* Directive A
Answer these questions about the passage on storage bandwidth:
(i) Which application in the examples is described as a good candidate for 8GFC host connectivity?
(ii) What storage bandwidth can TPC-H attain under maximum server transaction processing?
(iii) How many mailboxes does the EMC Symmetrix DMX-4 4500 support in the ESRP result?
━━━ Passage provided
In the above examples, only the video streaming application is a good candidate for
8GFC host connectivity. The other applications have low bandwidth requirements and
are unlikely to require 8GFC.
These published application requirements are further substantiated at least as to decision
support by Transaction Processing Performance Council (TPC) benchmark results
analysis. This analysis indicates that TPC-H (TPC’s decision support benchmark) can
attain storage bandwidth requirements approaching 350 MB/s under maximum server
transaction processing. Under more normal operation conditions much lower bandwidth
requirements would be expected.
On the other hand, application workloads aren’t the only thing driving data center
bandwidth requirements. Storage backups are often some of the worst I/O bandwidth
users today. Presently with snapshot technology, which allows for near-instantaneous
replication of data on the storage subsystem, the backup window is no longer such a
critical data center metric but storage capacity and usage continues to increase.
Consequently, more and more storage needs to be backed up for each cycle, consuming
significant bandwidth to complete in a timely fashion. For instance, a recently published
Microsoft Exchange Solution Review Program (ESRP) result for the EMC Symmetrix
DMX-4 4500, a high-end storage subsystem supporting 60,000 mailboxes, reported an
aggregate database backup throughput of ~3.9 GB/s using 14 Exchange servers each of
which averaged approximately 280 MB/s of storage throughput. As such, this high-end
storage subsystem could easily use five or more 8GFC links while each Exchange server
could still use one 4GFC for performance or two 4GFC links for availability.
━━━━━━
* Directive B
Please print everything in the entries below from the line containing "entablature, it would be much appreciated." down to the end of the entries, with both ends included.
━━━ Task input
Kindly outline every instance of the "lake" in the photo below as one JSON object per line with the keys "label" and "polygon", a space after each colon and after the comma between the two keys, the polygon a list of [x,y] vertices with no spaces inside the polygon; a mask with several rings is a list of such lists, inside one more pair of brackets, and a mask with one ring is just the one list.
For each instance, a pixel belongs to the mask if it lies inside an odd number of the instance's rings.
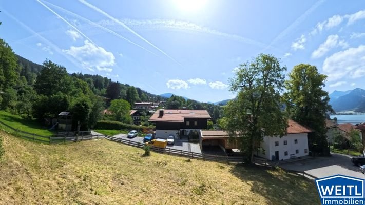
{"label": "lake", "polygon": [[337,118],[337,123],[351,123],[356,124],[360,122],[365,122],[365,114],[361,115],[330,115],[331,118]]}

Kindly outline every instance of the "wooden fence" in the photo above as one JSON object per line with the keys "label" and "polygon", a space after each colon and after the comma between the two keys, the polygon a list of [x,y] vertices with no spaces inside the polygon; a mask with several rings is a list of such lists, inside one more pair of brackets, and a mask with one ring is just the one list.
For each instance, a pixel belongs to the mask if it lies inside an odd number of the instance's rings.
{"label": "wooden fence", "polygon": [[59,132],[54,136],[45,136],[20,130],[1,121],[0,124],[11,130],[16,136],[43,143],[55,144],[104,137],[104,135],[92,135],[90,131],[79,132],[79,135],[76,132]]}
{"label": "wooden fence", "polygon": [[[104,135],[105,139],[108,139],[111,141],[116,141],[117,142],[123,143],[124,144],[129,145],[137,148],[143,148],[144,147],[144,144],[140,142],[136,142],[133,141],[131,141],[130,140],[127,140],[125,139],[122,139],[121,138],[114,137],[111,136]],[[187,151],[177,150],[176,149],[172,149],[171,148],[160,148],[159,147],[151,146],[151,150],[159,152],[161,153],[165,153],[167,154],[171,154],[174,155],[178,155],[182,157],[189,157],[191,158],[197,158],[201,159],[203,160],[206,160],[209,161],[214,161],[217,162],[227,162],[227,163],[243,163],[244,157],[229,157],[226,156],[220,156],[220,155],[214,155],[210,154],[205,154],[202,153],[198,153],[197,152],[189,152]]]}

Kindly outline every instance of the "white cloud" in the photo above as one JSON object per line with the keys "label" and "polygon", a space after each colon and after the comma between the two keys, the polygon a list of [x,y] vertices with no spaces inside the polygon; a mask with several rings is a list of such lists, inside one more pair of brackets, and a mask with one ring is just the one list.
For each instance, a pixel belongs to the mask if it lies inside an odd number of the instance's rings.
{"label": "white cloud", "polygon": [[343,17],[339,15],[335,15],[329,18],[327,23],[324,25],[326,29],[330,29],[336,27],[341,24],[343,20]]}
{"label": "white cloud", "polygon": [[318,58],[324,55],[331,49],[341,46],[342,48],[349,47],[349,44],[343,40],[339,40],[337,35],[330,35],[327,37],[325,42],[322,43],[318,48],[312,53],[313,58]]}
{"label": "white cloud", "polygon": [[346,76],[352,78],[365,76],[365,45],[350,48],[326,58],[323,70],[329,81]]}
{"label": "white cloud", "polygon": [[209,83],[209,86],[212,89],[216,90],[223,90],[228,88],[228,85],[225,84],[220,81],[210,82]]}
{"label": "white cloud", "polygon": [[305,42],[306,42],[306,38],[305,36],[303,34],[300,38],[296,39],[295,42],[292,43],[292,48],[295,51],[298,49],[303,50],[305,48],[304,45]]}
{"label": "white cloud", "polygon": [[350,25],[357,20],[365,18],[365,10],[359,11],[352,14],[345,15],[344,16],[349,18],[349,22],[347,23],[347,25]]}
{"label": "white cloud", "polygon": [[174,90],[179,90],[182,88],[186,89],[189,88],[187,83],[179,79],[169,80],[166,83],[166,85],[167,86],[167,88]]}
{"label": "white cloud", "polygon": [[291,55],[292,55],[292,54],[291,54],[291,53],[285,53],[285,54],[284,54],[284,58],[287,58],[287,57],[290,56]]}
{"label": "white cloud", "polygon": [[365,37],[365,33],[352,33],[350,38],[358,38]]}
{"label": "white cloud", "polygon": [[235,67],[233,68],[233,69],[232,69],[232,72],[233,73],[236,73],[237,72],[238,72],[238,71],[239,71],[239,70],[240,70],[240,69],[238,67]]}
{"label": "white cloud", "polygon": [[310,32],[311,35],[315,35],[318,33],[320,33],[323,29],[326,30],[335,27],[339,25],[345,19],[348,19],[347,25],[350,25],[355,22],[365,18],[365,10],[359,11],[356,13],[351,14],[347,14],[342,16],[335,15],[329,18],[327,20],[318,22],[316,25],[315,27]]}
{"label": "white cloud", "polygon": [[62,51],[76,58],[85,69],[93,71],[96,69],[99,71],[111,72],[113,70],[110,67],[116,64],[116,58],[113,53],[87,40],[84,43],[84,46],[71,46],[70,49],[62,50]]}
{"label": "white cloud", "polygon": [[346,84],[347,84],[347,82],[345,81],[339,81],[334,84],[330,84],[329,86],[330,88],[333,88],[334,87],[338,87]]}
{"label": "white cloud", "polygon": [[195,79],[189,79],[187,81],[193,85],[206,85],[206,80],[205,79],[201,79],[197,77]]}
{"label": "white cloud", "polygon": [[73,40],[75,41],[77,40],[78,38],[81,37],[81,35],[80,35],[80,33],[72,29],[67,30],[66,31],[66,34],[68,35],[73,39]]}
{"label": "white cloud", "polygon": [[47,52],[47,53],[49,53],[51,55],[53,54],[53,52],[52,51],[52,50],[51,50],[51,47],[50,47],[49,46],[45,46],[42,48],[42,50],[44,51]]}

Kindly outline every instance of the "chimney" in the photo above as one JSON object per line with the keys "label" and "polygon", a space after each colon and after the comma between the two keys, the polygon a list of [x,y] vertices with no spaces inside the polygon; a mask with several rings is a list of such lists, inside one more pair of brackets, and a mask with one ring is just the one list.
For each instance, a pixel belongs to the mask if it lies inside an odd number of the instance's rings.
{"label": "chimney", "polygon": [[162,117],[163,116],[163,110],[161,109],[161,110],[160,110],[160,115],[159,115],[159,117]]}

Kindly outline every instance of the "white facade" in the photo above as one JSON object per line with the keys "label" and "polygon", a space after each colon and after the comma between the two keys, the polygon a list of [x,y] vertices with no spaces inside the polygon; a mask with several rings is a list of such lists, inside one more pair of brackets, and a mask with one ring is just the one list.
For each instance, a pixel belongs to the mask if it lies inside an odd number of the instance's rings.
{"label": "white facade", "polygon": [[180,130],[156,130],[156,138],[167,139],[171,134],[175,136],[175,139],[178,139],[179,133]]}
{"label": "white facade", "polygon": [[273,157],[281,160],[308,155],[307,135],[304,133],[289,134],[281,138],[265,136],[261,145],[265,154],[259,153],[258,155],[271,160]]}

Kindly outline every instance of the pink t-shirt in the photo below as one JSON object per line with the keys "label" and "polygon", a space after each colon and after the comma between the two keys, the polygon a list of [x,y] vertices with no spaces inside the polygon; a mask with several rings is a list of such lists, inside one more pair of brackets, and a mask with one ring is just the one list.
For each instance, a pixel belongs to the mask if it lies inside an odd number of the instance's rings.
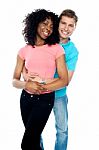
{"label": "pink t-shirt", "polygon": [[56,71],[56,59],[64,54],[64,49],[55,44],[32,47],[26,45],[19,50],[18,55],[25,60],[29,73],[38,74],[42,79],[53,78]]}

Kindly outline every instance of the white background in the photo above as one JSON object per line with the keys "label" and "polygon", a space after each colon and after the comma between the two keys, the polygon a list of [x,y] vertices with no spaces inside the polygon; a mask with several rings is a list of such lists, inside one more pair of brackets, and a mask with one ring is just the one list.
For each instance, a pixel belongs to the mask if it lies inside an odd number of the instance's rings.
{"label": "white background", "polygon": [[[99,150],[99,6],[98,0],[3,0],[0,2],[0,150],[20,150],[24,132],[19,106],[21,90],[12,87],[16,55],[24,45],[24,16],[36,8],[58,14],[73,9],[78,25],[72,36],[79,60],[68,87],[68,150]],[[54,116],[43,132],[45,150],[54,150]]]}

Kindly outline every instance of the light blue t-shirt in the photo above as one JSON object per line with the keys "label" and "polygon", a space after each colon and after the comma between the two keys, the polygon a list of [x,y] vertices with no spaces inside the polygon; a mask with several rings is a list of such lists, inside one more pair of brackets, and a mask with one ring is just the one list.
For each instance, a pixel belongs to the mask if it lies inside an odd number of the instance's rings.
{"label": "light blue t-shirt", "polygon": [[[76,67],[77,60],[78,60],[78,54],[79,54],[77,48],[75,47],[74,43],[71,40],[69,40],[65,44],[60,44],[60,45],[64,48],[64,51],[66,54],[65,55],[65,62],[67,65],[67,69],[74,71],[75,67]],[[55,78],[58,77],[57,71],[56,71],[54,77]],[[64,95],[66,95],[66,87],[55,91],[55,98],[59,98],[59,97],[62,97]]]}

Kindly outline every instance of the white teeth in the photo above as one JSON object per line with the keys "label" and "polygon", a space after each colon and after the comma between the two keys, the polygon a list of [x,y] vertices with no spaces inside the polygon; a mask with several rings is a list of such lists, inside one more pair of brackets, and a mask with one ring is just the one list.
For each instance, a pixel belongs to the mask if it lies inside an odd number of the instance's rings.
{"label": "white teeth", "polygon": [[48,33],[47,33],[47,32],[44,32],[44,34],[45,34],[45,35],[48,35]]}
{"label": "white teeth", "polygon": [[66,34],[66,35],[67,35],[68,33],[67,33],[67,32],[63,32],[63,34]]}

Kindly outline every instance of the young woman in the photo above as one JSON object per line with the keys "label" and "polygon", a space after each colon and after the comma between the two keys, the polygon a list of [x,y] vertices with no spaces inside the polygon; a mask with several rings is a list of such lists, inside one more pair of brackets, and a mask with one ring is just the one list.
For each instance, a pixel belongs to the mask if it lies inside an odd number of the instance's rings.
{"label": "young woman", "polygon": [[[17,55],[13,75],[13,86],[22,89],[20,107],[25,132],[22,150],[41,150],[40,135],[54,104],[54,91],[68,84],[68,73],[64,60],[64,50],[57,44],[58,16],[45,9],[37,9],[24,19],[23,35],[26,45]],[[45,81],[21,81],[23,67],[28,74],[39,76]],[[54,78],[57,80],[47,82]]]}

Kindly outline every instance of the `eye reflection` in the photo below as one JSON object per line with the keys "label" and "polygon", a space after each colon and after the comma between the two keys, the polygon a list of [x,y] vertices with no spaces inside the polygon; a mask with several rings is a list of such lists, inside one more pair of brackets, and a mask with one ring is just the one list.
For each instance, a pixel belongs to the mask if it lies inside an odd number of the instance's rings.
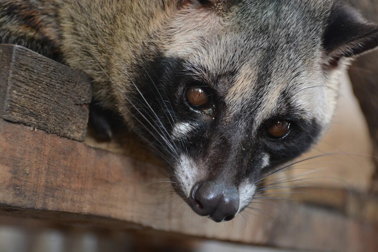
{"label": "eye reflection", "polygon": [[270,136],[272,138],[279,139],[286,136],[289,133],[290,123],[287,121],[277,121],[268,127]]}
{"label": "eye reflection", "polygon": [[186,89],[186,100],[193,108],[203,109],[210,105],[210,94],[206,88],[193,87]]}

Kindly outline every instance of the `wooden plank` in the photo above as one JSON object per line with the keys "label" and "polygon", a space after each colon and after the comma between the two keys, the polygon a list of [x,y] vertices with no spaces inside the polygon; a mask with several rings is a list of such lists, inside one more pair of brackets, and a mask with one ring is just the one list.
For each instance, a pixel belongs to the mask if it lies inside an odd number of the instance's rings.
{"label": "wooden plank", "polygon": [[256,212],[245,215],[246,222],[238,218],[216,223],[163,192],[172,191],[163,189],[167,184],[151,184],[167,179],[152,165],[3,120],[0,157],[0,212],[8,215],[79,223],[90,218],[110,228],[302,250],[378,251],[376,225],[285,202],[274,203],[280,209],[253,206],[271,217]]}
{"label": "wooden plank", "polygon": [[[378,22],[378,0],[349,0],[369,20]],[[366,119],[373,140],[373,155],[378,156],[378,51],[359,57],[349,71],[353,90]],[[378,159],[375,158],[375,172],[372,191],[378,194]]]}
{"label": "wooden plank", "polygon": [[87,76],[11,45],[0,45],[0,117],[84,140],[91,99]]}

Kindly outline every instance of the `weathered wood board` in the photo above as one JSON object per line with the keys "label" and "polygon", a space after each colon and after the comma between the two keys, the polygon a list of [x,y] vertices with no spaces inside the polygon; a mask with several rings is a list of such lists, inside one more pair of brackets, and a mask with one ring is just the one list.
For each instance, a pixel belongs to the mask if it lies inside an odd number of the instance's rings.
{"label": "weathered wood board", "polygon": [[169,184],[151,184],[167,179],[152,165],[2,120],[0,157],[4,214],[301,250],[378,251],[376,224],[286,202],[253,205],[267,215],[246,213],[246,222],[214,223],[167,195]]}
{"label": "weathered wood board", "polygon": [[[378,22],[378,0],[349,0],[369,20]],[[359,57],[349,71],[353,90],[366,119],[374,145],[373,155],[378,156],[378,51]],[[372,190],[378,194],[378,159]]]}
{"label": "weathered wood board", "polygon": [[0,45],[0,117],[83,141],[91,99],[82,73],[22,46]]}

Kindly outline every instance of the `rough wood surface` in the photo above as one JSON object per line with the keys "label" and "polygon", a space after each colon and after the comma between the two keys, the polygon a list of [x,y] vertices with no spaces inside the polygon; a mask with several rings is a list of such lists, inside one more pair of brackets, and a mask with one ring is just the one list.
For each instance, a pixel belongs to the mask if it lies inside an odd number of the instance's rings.
{"label": "rough wood surface", "polygon": [[[378,22],[378,0],[349,0],[370,20]],[[378,51],[359,57],[352,65],[349,76],[369,126],[374,144],[373,155],[378,157]],[[378,193],[378,159],[372,190]]]}
{"label": "rough wood surface", "polygon": [[0,45],[0,117],[83,141],[91,98],[83,73],[24,47]]}
{"label": "rough wood surface", "polygon": [[3,213],[302,250],[378,251],[376,225],[285,202],[253,206],[267,215],[246,213],[246,223],[215,223],[167,194],[169,184],[151,184],[167,179],[152,165],[1,120],[0,156]]}

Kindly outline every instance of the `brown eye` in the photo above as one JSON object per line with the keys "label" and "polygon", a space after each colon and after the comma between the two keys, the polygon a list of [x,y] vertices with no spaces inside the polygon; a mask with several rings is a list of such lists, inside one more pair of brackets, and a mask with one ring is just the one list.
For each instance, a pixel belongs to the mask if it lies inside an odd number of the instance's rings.
{"label": "brown eye", "polygon": [[186,90],[186,100],[192,107],[196,109],[203,108],[209,105],[209,96],[207,90],[200,87],[193,87]]}
{"label": "brown eye", "polygon": [[290,123],[286,121],[277,121],[269,125],[268,130],[270,136],[276,139],[285,136],[289,133]]}

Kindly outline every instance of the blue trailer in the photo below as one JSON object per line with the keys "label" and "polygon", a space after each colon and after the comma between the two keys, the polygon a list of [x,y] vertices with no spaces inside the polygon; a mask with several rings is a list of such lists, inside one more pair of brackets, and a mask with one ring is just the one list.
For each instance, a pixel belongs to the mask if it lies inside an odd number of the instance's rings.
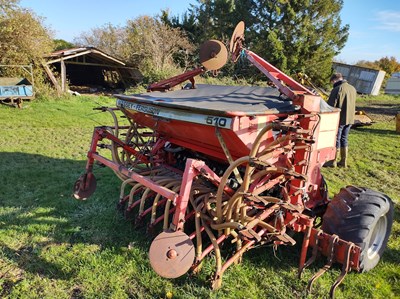
{"label": "blue trailer", "polygon": [[[27,70],[24,67],[25,70]],[[35,97],[32,80],[21,77],[0,77],[0,103],[21,108],[24,100]]]}

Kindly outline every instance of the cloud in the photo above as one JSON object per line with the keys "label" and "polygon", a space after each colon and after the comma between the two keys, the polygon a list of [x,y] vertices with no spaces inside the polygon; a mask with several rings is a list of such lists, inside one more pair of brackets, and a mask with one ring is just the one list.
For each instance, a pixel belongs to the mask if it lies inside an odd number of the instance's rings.
{"label": "cloud", "polygon": [[400,11],[382,10],[377,13],[379,29],[400,32]]}

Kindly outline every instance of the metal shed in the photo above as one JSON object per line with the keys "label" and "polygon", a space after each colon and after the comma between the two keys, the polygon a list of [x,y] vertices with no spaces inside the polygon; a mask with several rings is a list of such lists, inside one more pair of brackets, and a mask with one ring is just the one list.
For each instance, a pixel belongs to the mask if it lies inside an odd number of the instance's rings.
{"label": "metal shed", "polygon": [[333,68],[336,72],[342,73],[358,93],[378,95],[381,89],[385,72],[357,65],[334,62]]}
{"label": "metal shed", "polygon": [[[122,60],[93,47],[53,52],[43,65],[59,92],[69,85],[127,88],[141,81],[141,73]],[[57,80],[57,77],[59,80]]]}

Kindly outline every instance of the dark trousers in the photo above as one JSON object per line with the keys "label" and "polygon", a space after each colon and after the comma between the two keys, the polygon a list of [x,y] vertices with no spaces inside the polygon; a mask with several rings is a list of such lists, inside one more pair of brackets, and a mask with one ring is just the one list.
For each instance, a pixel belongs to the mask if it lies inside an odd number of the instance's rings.
{"label": "dark trousers", "polygon": [[338,135],[336,137],[336,148],[348,147],[349,146],[349,132],[351,125],[340,125],[338,129]]}

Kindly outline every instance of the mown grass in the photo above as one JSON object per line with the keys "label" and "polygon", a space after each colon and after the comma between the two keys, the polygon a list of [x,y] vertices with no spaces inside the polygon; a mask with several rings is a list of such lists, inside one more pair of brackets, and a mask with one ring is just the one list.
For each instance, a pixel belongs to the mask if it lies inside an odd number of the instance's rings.
{"label": "mown grass", "polygon": [[[351,131],[350,168],[323,173],[331,195],[348,184],[387,193],[396,202],[395,222],[379,265],[369,273],[350,273],[337,298],[400,297],[400,134],[393,118],[400,99],[358,103],[364,109],[370,102],[378,108],[369,112],[381,119]],[[253,249],[226,271],[218,291],[209,288],[212,257],[198,276],[167,280],[155,274],[147,257],[151,239],[115,209],[120,181],[111,170],[96,167],[97,190],[89,200],[71,197],[93,127],[111,120],[92,108],[113,103],[76,97],[32,101],[21,110],[0,107],[0,298],[166,298],[168,292],[174,298],[328,296],[340,267],[321,277],[307,296],[307,280],[324,260],[297,279],[299,245],[278,248],[276,257],[271,247]]]}

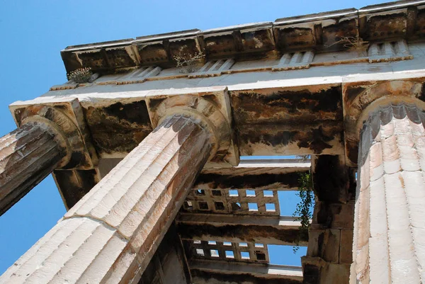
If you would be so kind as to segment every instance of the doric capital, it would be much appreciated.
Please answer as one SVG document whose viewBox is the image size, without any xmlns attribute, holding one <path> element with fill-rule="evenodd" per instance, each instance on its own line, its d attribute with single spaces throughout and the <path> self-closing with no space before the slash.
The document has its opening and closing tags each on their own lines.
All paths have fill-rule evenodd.
<svg viewBox="0 0 425 284">
<path fill-rule="evenodd" d="M 370 114 L 391 104 L 404 103 L 425 109 L 422 83 L 410 79 L 343 84 L 347 163 L 353 166 L 357 164 L 360 132 Z"/>
<path fill-rule="evenodd" d="M 213 88 L 210 92 L 151 97 L 147 101 L 152 126 L 176 114 L 193 118 L 210 133 L 212 150 L 206 166 L 237 166 L 239 153 L 231 127 L 227 96 L 226 88 Z"/>
<path fill-rule="evenodd" d="M 32 122 L 42 123 L 55 131 L 58 142 L 67 149 L 59 168 L 89 169 L 97 164 L 97 156 L 86 129 L 78 100 L 47 104 L 10 106 L 18 126 Z"/>
</svg>

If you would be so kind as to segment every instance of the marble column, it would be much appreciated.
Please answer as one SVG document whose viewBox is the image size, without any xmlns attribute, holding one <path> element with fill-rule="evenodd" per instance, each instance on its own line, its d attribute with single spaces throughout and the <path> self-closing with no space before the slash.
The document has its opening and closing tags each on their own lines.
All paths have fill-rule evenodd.
<svg viewBox="0 0 425 284">
<path fill-rule="evenodd" d="M 0 283 L 137 283 L 211 154 L 202 120 L 164 120 Z"/>
<path fill-rule="evenodd" d="M 0 215 L 65 159 L 67 142 L 60 132 L 40 119 L 0 138 Z"/>
<path fill-rule="evenodd" d="M 414 106 L 377 110 L 358 153 L 350 283 L 425 281 L 425 130 Z"/>
</svg>

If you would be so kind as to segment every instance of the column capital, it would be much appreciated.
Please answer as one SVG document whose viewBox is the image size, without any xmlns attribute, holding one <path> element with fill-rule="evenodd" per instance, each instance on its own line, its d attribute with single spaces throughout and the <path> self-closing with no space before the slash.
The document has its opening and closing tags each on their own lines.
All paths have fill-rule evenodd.
<svg viewBox="0 0 425 284">
<path fill-rule="evenodd" d="M 97 164 L 96 150 L 77 99 L 35 105 L 16 102 L 9 108 L 18 127 L 38 122 L 57 133 L 60 143 L 67 149 L 58 169 L 90 169 Z"/>
<path fill-rule="evenodd" d="M 232 166 L 239 164 L 234 142 L 230 103 L 226 87 L 207 88 L 202 92 L 178 92 L 147 98 L 152 126 L 176 114 L 191 117 L 210 133 L 212 149 L 205 167 Z"/>
<path fill-rule="evenodd" d="M 416 79 L 344 83 L 342 100 L 347 165 L 356 166 L 360 132 L 375 110 L 404 103 L 425 109 L 423 84 Z"/>
</svg>

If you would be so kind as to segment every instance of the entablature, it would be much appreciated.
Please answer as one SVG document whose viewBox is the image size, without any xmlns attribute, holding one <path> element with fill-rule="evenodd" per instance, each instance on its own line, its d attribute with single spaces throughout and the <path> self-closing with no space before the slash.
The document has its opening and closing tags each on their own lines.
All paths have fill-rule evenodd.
━━━━━━
* Task answer A
(i) The video streaming application
(ii) Approaching 350 MB/s
(iii) 60,000

* Task answer B
If you would be so kind as to segment every instance of the entablature, it would be much appreciated.
Please answer as one SVG document whose viewBox is the image size, without any xmlns attribute, holding one <path> element with fill-rule="evenodd" per instance, each instance on its own line, its d attribute with single spaces throughout and the <path> self-closing with no space before the slash.
The document has its opening and closing tags each on their own lines.
All paths have fill-rule evenodd.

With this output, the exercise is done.